> DATA FOR THE TASK:
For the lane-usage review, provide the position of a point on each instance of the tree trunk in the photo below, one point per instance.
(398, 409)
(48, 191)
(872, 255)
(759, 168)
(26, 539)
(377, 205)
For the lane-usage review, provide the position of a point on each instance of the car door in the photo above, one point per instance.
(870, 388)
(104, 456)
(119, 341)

> TO DO: The entire listing must be repeated without a single change.

> FINISHED TASK:
For the lane-usage review, provide the position of a point on each instance of the tree trunk in the photo below, one point per instance.
(398, 409)
(48, 191)
(872, 255)
(759, 168)
(26, 539)
(377, 205)
For the lane-usage review, provide the position of a point on each instance of the car door in the photo above, one point per instance.
(870, 388)
(104, 456)
(119, 341)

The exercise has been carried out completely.